** What you have to do **
Every line of the data needs to be returned exactly.

** Data entries **

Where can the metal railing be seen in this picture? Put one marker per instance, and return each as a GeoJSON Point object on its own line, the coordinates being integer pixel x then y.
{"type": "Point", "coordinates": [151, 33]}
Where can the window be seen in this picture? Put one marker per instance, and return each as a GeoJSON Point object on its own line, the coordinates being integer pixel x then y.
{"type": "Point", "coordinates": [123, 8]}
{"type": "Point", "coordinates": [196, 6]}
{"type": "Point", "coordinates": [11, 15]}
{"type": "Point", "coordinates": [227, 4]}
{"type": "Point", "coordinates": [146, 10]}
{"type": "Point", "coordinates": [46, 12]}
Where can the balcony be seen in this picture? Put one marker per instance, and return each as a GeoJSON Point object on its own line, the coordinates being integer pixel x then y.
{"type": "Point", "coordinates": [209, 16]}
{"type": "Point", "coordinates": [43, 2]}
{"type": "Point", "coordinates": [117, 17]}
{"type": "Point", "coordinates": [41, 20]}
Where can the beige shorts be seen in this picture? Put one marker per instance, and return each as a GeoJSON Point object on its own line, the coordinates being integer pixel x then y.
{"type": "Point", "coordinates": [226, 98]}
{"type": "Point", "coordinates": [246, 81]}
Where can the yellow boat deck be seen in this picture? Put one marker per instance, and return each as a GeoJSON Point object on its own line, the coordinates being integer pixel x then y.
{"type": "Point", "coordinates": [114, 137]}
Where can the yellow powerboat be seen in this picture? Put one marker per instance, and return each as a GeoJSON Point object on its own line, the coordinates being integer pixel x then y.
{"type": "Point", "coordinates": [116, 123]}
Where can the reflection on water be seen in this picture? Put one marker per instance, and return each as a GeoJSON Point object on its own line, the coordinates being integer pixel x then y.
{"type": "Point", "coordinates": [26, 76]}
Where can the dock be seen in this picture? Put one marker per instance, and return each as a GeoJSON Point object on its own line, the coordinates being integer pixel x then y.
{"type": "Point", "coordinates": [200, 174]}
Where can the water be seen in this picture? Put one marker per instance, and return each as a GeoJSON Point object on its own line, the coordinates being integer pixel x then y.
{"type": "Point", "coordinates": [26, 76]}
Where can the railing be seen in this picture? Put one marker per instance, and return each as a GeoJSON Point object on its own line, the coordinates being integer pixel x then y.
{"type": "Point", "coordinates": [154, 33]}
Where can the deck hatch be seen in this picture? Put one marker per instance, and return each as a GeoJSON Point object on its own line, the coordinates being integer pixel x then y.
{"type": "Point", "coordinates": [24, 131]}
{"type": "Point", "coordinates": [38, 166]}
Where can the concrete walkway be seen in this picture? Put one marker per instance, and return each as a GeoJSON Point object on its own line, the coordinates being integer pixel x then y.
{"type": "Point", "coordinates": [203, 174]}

** Result for this exercise **
Where can the metal railing be seen in this picture? Put one marker per instance, and return each as a GeoJSON Point object on its own line, the coordinates being integer pixel x then y.
{"type": "Point", "coordinates": [151, 33]}
Where can the window be seen in this picture? Put one marker per instance, and return each as a GeoJSON Point object on its own line, the coordinates being integer pixel x then y.
{"type": "Point", "coordinates": [123, 8]}
{"type": "Point", "coordinates": [196, 6]}
{"type": "Point", "coordinates": [11, 15]}
{"type": "Point", "coordinates": [227, 4]}
{"type": "Point", "coordinates": [146, 10]}
{"type": "Point", "coordinates": [46, 12]}
Where can the balcony be seen in this picture? Put one marker per instance, and return each as a GeoJSON Point object on its own line, the coordinates being integer pixel x then y.
{"type": "Point", "coordinates": [209, 16]}
{"type": "Point", "coordinates": [43, 2]}
{"type": "Point", "coordinates": [117, 17]}
{"type": "Point", "coordinates": [41, 20]}
Where can the beige shorts be seen in this picture? Put one marker per instance, and return each as a GeoJSON Point object on its own line, the coordinates being integer pixel x then y.
{"type": "Point", "coordinates": [226, 98]}
{"type": "Point", "coordinates": [246, 81]}
Where can the yellow boat deck be seen in this picture? Put one marker per instance, and return each as a GeoJSON Point object on its own line, the coordinates being integer pixel x then y.
{"type": "Point", "coordinates": [114, 137]}
Where can the yellow powerboat be seen in this picture? Put one marker per instance, and return each as a GeoJSON Point object on its own line, the coordinates being integer pixel x then y.
{"type": "Point", "coordinates": [116, 123]}
Where can the reflection on water be seen in this picture? Put one marker per instance, and return each as a GeoJSON Point object on its own line, the coordinates being integer pixel x then y.
{"type": "Point", "coordinates": [26, 76]}
Where can the dock be seen in this picture? Put one marker per instance, and return each as a GeoJSON Point object on its own line, the coordinates being integer pixel x then y.
{"type": "Point", "coordinates": [200, 174]}
Where can the water be seen in this picture? Put one marker per instance, and return each as a GeoJSON Point object on its own line, the coordinates being integer pixel x then y.
{"type": "Point", "coordinates": [26, 76]}
Where can the railing be seen in this picture? Put one marker per instance, and return each as a GeoJSON Point object on its own line, the coordinates being integer pixel x then y.
{"type": "Point", "coordinates": [154, 33]}
Where can the deck hatch be seen in this picture? Put one marker per instance, and return each as a GeoJSON Point object on its own line, the coordinates being integer pixel x then y.
{"type": "Point", "coordinates": [24, 131]}
{"type": "Point", "coordinates": [38, 166]}
Where can the concrete walkway be seen in this picture? Put one marker per instance, and return each as a GeoJSON Point object on its own line, the coordinates being integer pixel x then y.
{"type": "Point", "coordinates": [203, 174]}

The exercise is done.